Could the data below be printed out exactly, with the pictures left out?

Exercise materials —
···

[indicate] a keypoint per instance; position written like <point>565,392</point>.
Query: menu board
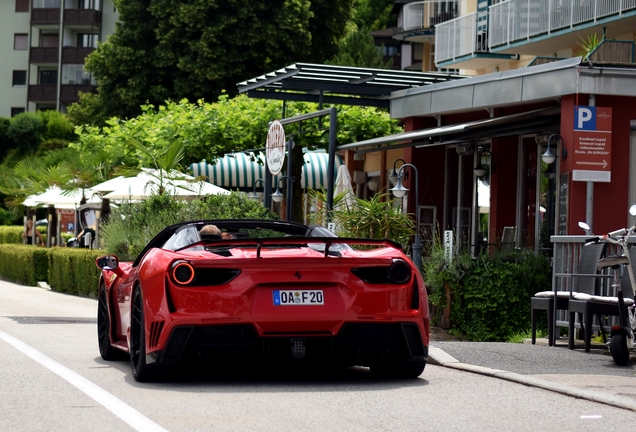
<point>563,204</point>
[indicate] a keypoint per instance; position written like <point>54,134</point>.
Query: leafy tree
<point>25,131</point>
<point>358,49</point>
<point>374,14</point>
<point>174,49</point>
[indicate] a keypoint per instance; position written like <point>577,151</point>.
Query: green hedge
<point>67,270</point>
<point>23,264</point>
<point>73,271</point>
<point>490,294</point>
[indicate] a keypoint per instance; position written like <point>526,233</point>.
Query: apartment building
<point>476,37</point>
<point>43,44</point>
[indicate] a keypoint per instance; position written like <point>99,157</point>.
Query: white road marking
<point>122,410</point>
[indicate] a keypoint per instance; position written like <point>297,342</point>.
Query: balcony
<point>45,16</point>
<point>70,92</point>
<point>44,55</point>
<point>82,17</point>
<point>418,20</point>
<point>42,93</point>
<point>537,27</point>
<point>459,44</point>
<point>75,55</point>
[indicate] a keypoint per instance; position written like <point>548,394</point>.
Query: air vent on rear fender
<point>213,276</point>
<point>155,333</point>
<point>383,274</point>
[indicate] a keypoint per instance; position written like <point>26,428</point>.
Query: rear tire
<point>618,349</point>
<point>104,327</point>
<point>142,371</point>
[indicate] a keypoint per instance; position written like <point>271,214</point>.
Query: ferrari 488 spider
<point>267,292</point>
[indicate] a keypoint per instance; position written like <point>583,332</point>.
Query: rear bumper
<point>357,343</point>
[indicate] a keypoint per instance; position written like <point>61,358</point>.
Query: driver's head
<point>210,230</point>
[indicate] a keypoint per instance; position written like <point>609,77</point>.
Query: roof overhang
<point>536,120</point>
<point>338,84</point>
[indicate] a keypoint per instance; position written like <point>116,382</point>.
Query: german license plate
<point>298,298</point>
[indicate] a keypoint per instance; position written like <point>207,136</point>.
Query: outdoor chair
<point>589,305</point>
<point>584,280</point>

···

Exercise response —
[indicate] a keypoint per instance; position written like <point>565,392</point>.
Query: menu board
<point>563,204</point>
[indicate] a keypoint per instance; position written like <point>54,134</point>.
Query: leafy tree
<point>25,131</point>
<point>358,49</point>
<point>374,14</point>
<point>174,49</point>
[indicate] a keypoint per instance; position written like <point>577,151</point>.
Query: green hedge
<point>67,270</point>
<point>23,264</point>
<point>73,271</point>
<point>490,294</point>
[indicate] a keypoint per instance; position written like <point>526,233</point>.
Query: apartment building
<point>476,37</point>
<point>43,44</point>
[indicate] a keypoint per instance; position written like <point>99,157</point>.
Query: white road marking
<point>122,410</point>
[indicate] a keypoint per instance; position written like <point>297,342</point>.
Query: balcony
<point>45,16</point>
<point>70,92</point>
<point>44,55</point>
<point>82,17</point>
<point>418,20</point>
<point>42,93</point>
<point>537,27</point>
<point>459,44</point>
<point>75,55</point>
[indicate] a keypoint per instance; position written like <point>548,394</point>.
Query: air vent on rear fender
<point>213,276</point>
<point>155,333</point>
<point>383,274</point>
[indicate] a keypoint per instance; position written like <point>26,428</point>.
Query: rear tire
<point>618,349</point>
<point>104,327</point>
<point>142,371</point>
[indicate] a keypoint per instance; position written like <point>271,214</point>.
Query: ferrari 488 spider
<point>267,292</point>
[indicate] a keypoint per instance; position written like <point>583,332</point>.
Query: rear bumper
<point>357,343</point>
[indicate] a keypoint per instance; position written like <point>61,358</point>.
Query: driver's head
<point>210,230</point>
[indicate] a keypoint per instance; position written like <point>609,77</point>.
Query: roof overhang
<point>536,120</point>
<point>338,84</point>
[indicate] a keypoint per instance; position written like <point>116,382</point>.
Query: german license plate
<point>298,298</point>
[indicate] a keypoint per instance; position written like <point>207,136</point>.
Query: outdoor chair
<point>589,305</point>
<point>584,280</point>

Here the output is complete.